### Task goal
The answer must be a word-for-word copy of the records below, with every picture left out.

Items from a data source

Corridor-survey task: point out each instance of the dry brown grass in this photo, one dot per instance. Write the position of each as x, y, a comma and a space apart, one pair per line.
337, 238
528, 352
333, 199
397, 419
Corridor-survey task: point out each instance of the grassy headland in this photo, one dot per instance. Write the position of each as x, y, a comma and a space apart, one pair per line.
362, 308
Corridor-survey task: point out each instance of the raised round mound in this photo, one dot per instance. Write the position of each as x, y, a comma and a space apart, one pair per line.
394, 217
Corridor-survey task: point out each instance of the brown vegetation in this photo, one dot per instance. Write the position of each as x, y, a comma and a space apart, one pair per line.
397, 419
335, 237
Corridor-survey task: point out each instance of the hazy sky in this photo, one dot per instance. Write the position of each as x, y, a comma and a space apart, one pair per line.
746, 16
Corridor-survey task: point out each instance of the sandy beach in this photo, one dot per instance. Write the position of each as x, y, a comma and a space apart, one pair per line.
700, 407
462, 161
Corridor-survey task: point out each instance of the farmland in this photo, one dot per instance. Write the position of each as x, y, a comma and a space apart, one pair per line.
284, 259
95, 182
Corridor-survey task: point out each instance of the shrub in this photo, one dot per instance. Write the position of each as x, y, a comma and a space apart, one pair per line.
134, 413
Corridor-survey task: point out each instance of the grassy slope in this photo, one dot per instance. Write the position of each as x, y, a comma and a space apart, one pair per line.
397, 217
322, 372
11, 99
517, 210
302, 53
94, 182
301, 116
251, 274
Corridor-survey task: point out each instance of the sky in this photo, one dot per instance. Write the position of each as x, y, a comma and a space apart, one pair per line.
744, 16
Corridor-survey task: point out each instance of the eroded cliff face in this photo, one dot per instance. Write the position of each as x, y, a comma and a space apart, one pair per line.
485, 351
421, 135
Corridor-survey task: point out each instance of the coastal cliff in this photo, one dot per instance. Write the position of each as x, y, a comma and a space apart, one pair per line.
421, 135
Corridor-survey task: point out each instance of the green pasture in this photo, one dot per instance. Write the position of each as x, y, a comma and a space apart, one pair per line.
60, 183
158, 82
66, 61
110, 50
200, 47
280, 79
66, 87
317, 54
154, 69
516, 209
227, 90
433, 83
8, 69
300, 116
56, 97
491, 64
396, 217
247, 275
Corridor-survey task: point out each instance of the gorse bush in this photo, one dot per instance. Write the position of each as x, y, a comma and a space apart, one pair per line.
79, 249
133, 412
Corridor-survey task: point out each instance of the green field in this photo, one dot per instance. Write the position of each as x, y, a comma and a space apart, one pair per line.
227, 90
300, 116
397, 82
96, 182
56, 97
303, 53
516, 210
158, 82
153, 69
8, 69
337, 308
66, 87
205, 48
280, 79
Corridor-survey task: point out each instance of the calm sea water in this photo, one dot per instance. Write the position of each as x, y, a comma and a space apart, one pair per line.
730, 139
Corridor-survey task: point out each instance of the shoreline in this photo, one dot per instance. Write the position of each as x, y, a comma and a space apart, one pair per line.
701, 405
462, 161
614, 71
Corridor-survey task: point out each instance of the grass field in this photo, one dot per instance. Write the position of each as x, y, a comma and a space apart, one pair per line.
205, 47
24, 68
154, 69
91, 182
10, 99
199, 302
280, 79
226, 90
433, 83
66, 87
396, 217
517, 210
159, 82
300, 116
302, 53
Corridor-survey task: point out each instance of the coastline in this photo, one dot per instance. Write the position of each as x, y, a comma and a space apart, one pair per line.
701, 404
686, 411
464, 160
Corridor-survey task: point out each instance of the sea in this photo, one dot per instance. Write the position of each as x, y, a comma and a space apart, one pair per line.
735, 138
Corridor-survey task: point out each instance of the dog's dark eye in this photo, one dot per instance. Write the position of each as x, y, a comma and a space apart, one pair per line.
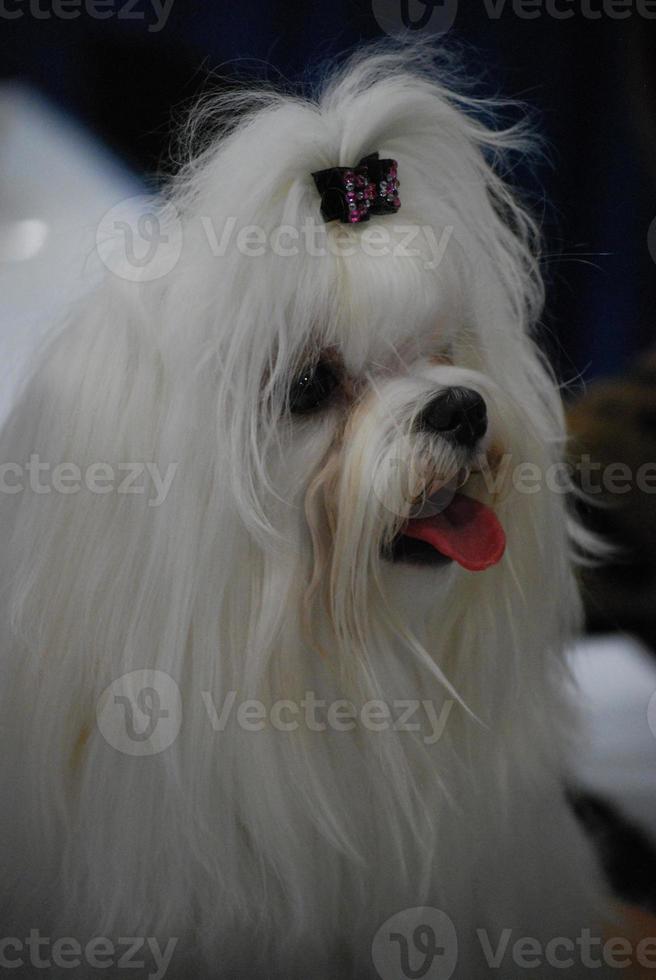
312, 388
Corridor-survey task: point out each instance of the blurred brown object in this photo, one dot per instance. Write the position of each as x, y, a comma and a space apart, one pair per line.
613, 450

### Expected output
Corridor-survey task: point out each instance of the dry brown grass in this photo, one dot per instance. Write the position of each as x, y, a comma and a space apart, one pair per line.
337, 238
528, 352
333, 199
397, 419
Corridor-survey task: point out each instance of the grassy headland in this photo, one dot per instance. Write the position of each as x, y, a comma and a space apart, one pair per line.
362, 308
Corridor-survey task: point out each instance of the raised round mound in this photo, one dot per instance. Write the position of each as x, y, a comma and a space apart, one pair per line.
394, 217
Corridor-survey task: point out each instance of the brown vegetation in this photo, one dot per instance. Write the position of each as x, y, a comma and a space apart, one pair per line.
397, 419
335, 237
Corridor-survey task: point out each instance of the hazy sky in this photo, one dot per instance. Write the position of each as x, y, a comma and a space apart, one pair per line.
746, 16
Corridor-survey task: point out each instance of the sandy beach in this photo, one dot per instance. Write the position of each as x, y, a comma and a space apart, one pair per line.
700, 407
462, 161
Corridor-survey task: point out each instance of the farmland in this photo, one dot per instance. Write the position of each as x, y, a comma and a space apart, one pair per line.
284, 259
95, 182
Corridor-survey task: point out each instance of the shrub in this photo, one dot per instance. Write the position of each as x, y, a comma and a space apart, one pair per line.
134, 413
Corridor-survey task: point out each instance of the grassy slope in this photo, one dot per instance. Write the position of each as x, y, a comma and a space apart, one pair per line.
397, 217
322, 372
11, 99
517, 210
302, 53
94, 182
301, 116
251, 274
Corridor-survey task: point out each instance of the sky in this photo, one dot per instance. Write the position of each as x, y, a comma and a space apart, one pair per line.
744, 16
Corridor-survey task: point out each instance of the eroded cliff face in this photo, one dot per instance. Write the position of each as x, y, a comma and a space apart, one pair per line.
485, 351
421, 135
Corridor-survey task: point out each instance of the coastal cliff in this photo, one dot per instance. Write the position of each as x, y, a comma and a space apart, one pair per line.
421, 135
Corridor-survey task: point out each instance of the green pasture in this photo, one dot per instance. Write the position of each as x, y, a comma and a space apart, one pair per line.
60, 183
158, 82
66, 61
110, 50
200, 47
280, 79
66, 87
317, 54
154, 69
516, 209
227, 90
433, 83
8, 69
300, 116
56, 97
491, 64
396, 217
247, 275
Corridor-survey task: point out each instance of the gorse bush in this photo, one dot per instance. Write the position of each as x, y, a comma and a space apart, one pair per line.
79, 249
133, 412
Corridor-survey task: point out each instance of the green field in this photo, one dot per instance. Write the position of each as x, y, a comma and a space apart, one pair per line.
227, 90
300, 116
397, 82
96, 182
56, 97
303, 53
516, 210
158, 82
153, 69
8, 69
337, 308
66, 87
205, 48
280, 79
Corridor-survey task: point out each instance of the calm sea water in this photo, one dot per instance. Write the position of each as x, y, a comma and a space apart, one pair per line.
730, 139
Corridor-survey task: point out each instance of the shoreline in this photo, one dot per instance. Write the position of each as x, y, a comma and a space apart, one pair per line.
701, 405
462, 161
614, 71
Corridor-survey task: point out each instance of the grass field in this photo, one dot per instance. Write the position of each as x, y, a comma and a space apart, one pair per line.
205, 47
24, 68
154, 69
91, 182
10, 99
199, 302
280, 79
226, 90
433, 83
66, 87
396, 217
517, 210
159, 82
300, 116
302, 53
Corridor-survey task: point out each instance of the coastline in this photo, one dot per instance. Write the position of each as x, y, a comma and a space apart, one pair per line.
701, 404
686, 411
464, 160
Corridor-survey task: point out each instance of the sea in this photo, one dot per instance. Write the position of each as x, y, a comma and a space apart, one pair per line.
735, 138
Corridor-survey task: point out each instance of the dog's dark eye in this photo, one dot per instance. Write the position of each as x, y, a comma and a space apart, one pair per line.
312, 388
Corridor-survey task: point out each instance of the blurred brown object in this photo, one dot per instance. Write the position of each as x, y, a comma and a space apart, one pair per line.
613, 450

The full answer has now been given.